Transcribe the listing in full. Keep every line exactly as it stands.

*** DATA FOR PROCESSING ***

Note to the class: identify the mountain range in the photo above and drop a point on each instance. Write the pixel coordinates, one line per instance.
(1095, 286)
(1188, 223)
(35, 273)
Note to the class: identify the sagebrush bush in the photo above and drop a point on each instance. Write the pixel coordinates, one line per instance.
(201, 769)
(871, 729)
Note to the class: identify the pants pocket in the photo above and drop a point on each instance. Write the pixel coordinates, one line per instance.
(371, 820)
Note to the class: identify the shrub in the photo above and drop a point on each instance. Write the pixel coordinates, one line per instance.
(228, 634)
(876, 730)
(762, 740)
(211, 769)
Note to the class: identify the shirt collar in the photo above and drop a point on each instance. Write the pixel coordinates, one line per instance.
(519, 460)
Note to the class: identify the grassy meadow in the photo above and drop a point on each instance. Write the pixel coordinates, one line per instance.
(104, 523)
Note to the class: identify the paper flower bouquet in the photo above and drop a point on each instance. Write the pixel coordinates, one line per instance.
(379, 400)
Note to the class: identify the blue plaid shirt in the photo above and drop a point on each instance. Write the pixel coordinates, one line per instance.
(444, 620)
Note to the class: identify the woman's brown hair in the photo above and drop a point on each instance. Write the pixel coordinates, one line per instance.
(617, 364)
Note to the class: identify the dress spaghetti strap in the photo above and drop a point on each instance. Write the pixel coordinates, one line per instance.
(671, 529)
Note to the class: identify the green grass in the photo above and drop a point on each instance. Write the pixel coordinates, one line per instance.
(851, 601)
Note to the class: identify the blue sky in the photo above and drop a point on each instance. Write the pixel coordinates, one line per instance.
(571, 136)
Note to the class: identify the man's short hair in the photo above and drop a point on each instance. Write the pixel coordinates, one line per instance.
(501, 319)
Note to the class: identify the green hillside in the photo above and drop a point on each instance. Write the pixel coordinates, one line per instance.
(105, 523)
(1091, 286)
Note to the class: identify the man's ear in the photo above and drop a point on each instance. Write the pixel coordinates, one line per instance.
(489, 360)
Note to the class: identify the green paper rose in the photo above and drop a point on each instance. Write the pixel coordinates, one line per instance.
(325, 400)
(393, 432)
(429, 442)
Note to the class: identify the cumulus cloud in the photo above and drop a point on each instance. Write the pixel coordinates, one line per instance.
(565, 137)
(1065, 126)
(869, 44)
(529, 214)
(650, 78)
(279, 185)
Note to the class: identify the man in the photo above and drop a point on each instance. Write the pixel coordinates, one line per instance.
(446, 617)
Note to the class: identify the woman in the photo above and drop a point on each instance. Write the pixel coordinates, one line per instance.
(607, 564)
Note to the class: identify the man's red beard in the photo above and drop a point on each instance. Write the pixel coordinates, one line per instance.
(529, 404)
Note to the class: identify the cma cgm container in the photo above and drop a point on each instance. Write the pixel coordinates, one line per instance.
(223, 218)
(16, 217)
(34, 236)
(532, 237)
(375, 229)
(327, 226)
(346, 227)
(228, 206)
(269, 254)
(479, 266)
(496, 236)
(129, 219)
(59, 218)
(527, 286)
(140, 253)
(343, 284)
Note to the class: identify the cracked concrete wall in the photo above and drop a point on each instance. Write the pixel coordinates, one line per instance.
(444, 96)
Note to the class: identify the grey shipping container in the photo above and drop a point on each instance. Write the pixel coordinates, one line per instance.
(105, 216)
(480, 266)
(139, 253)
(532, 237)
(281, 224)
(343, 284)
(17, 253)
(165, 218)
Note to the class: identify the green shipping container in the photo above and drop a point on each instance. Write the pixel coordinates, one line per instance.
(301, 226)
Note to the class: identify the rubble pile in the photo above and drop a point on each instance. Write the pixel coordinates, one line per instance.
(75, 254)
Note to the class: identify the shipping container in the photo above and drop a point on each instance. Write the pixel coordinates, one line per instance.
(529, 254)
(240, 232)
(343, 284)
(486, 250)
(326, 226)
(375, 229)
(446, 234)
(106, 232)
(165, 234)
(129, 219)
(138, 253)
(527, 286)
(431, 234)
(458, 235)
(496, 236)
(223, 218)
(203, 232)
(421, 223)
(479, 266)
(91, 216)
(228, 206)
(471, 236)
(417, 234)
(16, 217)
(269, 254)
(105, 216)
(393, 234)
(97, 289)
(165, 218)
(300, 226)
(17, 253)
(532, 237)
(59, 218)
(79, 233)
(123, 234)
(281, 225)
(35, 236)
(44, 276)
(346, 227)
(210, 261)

*** End of DATA FOR PROCESSING ***

> **RESPONSE TO THE TASK**:
Note to the class: identify the mountain range in the photo above and drop a point on each instance. Write the pixel coordinates, one line per instance.
(1095, 286)
(1188, 223)
(35, 273)
Note to the class: identify the sagebrush bush in the photo above and drop a point on each instance. Write the pixel coordinates, one line per instance.
(201, 769)
(871, 729)
Note to the class: identify the pants pocket in the photo above and drop a point on each instance. Write the pixel coordinates, one line per instance.
(371, 820)
Note to the class: identify the shrub in the photo above and drop a point on each instance. Write the pixel coordinates, one line per instance.
(228, 634)
(876, 730)
(762, 740)
(211, 769)
Note to the class: identify the shirt collar in the photo above and drop a point on each instance. Write the pixel coordinates, one line per instance.
(519, 460)
Note to the class: identify the grassy meadow in the photo above and drop a point on each instance. Write the pixel coordinates, one line per instance.
(104, 523)
Note to the class: identify the paper flower bouquet in the photo above and drop a point on each instance. Write the pixel coordinates, one line per instance.
(379, 400)
Note to the class: identify the blue plaid shirt in the photo above and drop a point on each instance. Write the pixel coordinates, one line per instance.
(444, 620)
Note to the class: identify the woman's brown hair in the photo above and drop a point on each instance. Write the pixel coordinates, one line per instance.
(617, 364)
Note to the class: identify the dress spaghetti strap in the photo above and drop a point on each instance. Write the pixel coordinates, one line per instance.
(671, 529)
Note to the class: identify the green grass in the photo above and drop a point on each instance. Write the pixel coordinates, one line per instance.
(851, 601)
Note to the class: identify the blue sky in the photo above and drop a point on each instance. Write the pixel coordinates, one line per instance.
(571, 136)
Note to the class: identify the man's short hair in the photo above and drop a point on each instance. Write the pixel coordinates, one line per instance.
(501, 319)
Note to the class: identify the green hillside in the photo above and drop a point on each instance. Write the pixel coordinates, one line per instance.
(105, 523)
(1091, 286)
Note to the class: identify the man's ear in the photo above and drop a point on each instance. Write the pixel coordinates, one line per instance.
(489, 360)
Note to the class: identify the green paper rose in the photo above and drop a point on each instance. Write the pixel coordinates, one line per instance.
(325, 400)
(393, 432)
(429, 442)
Note to the class: identify the cumulus cloud in the photo above and drop a point on each instance. Write the pixel coordinates, one line per instance.
(565, 137)
(1065, 126)
(869, 44)
(529, 214)
(650, 78)
(279, 185)
Note to the class: identify the man in the photo above and drop a point on each instance. Write the pixel coordinates, one line per instance.
(446, 617)
Note to the class: identify the woman in the photo above and drop a point on each instance. Write the pixel coordinates, one line per instance.
(607, 564)
Note to the class: identify the man's red beard in the photo above and drop a point on each instance. Write the pixel coordinates, one line per instance.
(529, 404)
Note to the class: identify the cma cgm container in the photo above and drop a point on each instance. Write the pixel coordinates, one line per instance.
(223, 218)
(16, 217)
(34, 236)
(532, 237)
(375, 229)
(327, 226)
(346, 227)
(228, 206)
(269, 254)
(479, 266)
(496, 236)
(129, 219)
(59, 218)
(527, 286)
(140, 253)
(343, 284)
Note to the class: identify the cracked concrete wall in the photo above and drop a point on each instance. Write the pixel coordinates, one line per instance.
(444, 96)
Note to the class: identify the grey shipping container in the photo above and drop a point on each instance. Write the pixel coordinates, one line per instance.
(105, 216)
(480, 266)
(139, 253)
(532, 237)
(281, 224)
(343, 284)
(17, 253)
(165, 218)
Note to the class: identify the green shipping container in the photo above and drop a point on each instance. Write the pixel coordinates, one line per instance.
(301, 226)
Note to the class: identify the rubble pile in the photo above and drop a point on each instance. Write the pixel coordinates, one line per instance.
(75, 254)
Note to the class: identify the shipping container in the photo above and drop a point on each instance. Write the pixel coordinates, one line per instance.
(529, 254)
(240, 232)
(343, 284)
(486, 250)
(326, 226)
(375, 229)
(446, 234)
(106, 232)
(165, 234)
(129, 219)
(138, 253)
(527, 286)
(431, 234)
(458, 235)
(496, 236)
(223, 218)
(203, 232)
(421, 223)
(479, 266)
(91, 216)
(228, 206)
(471, 236)
(417, 234)
(16, 217)
(269, 254)
(105, 216)
(393, 234)
(97, 289)
(165, 218)
(300, 226)
(17, 253)
(532, 237)
(59, 218)
(79, 233)
(123, 234)
(281, 225)
(35, 236)
(44, 276)
(346, 227)
(210, 261)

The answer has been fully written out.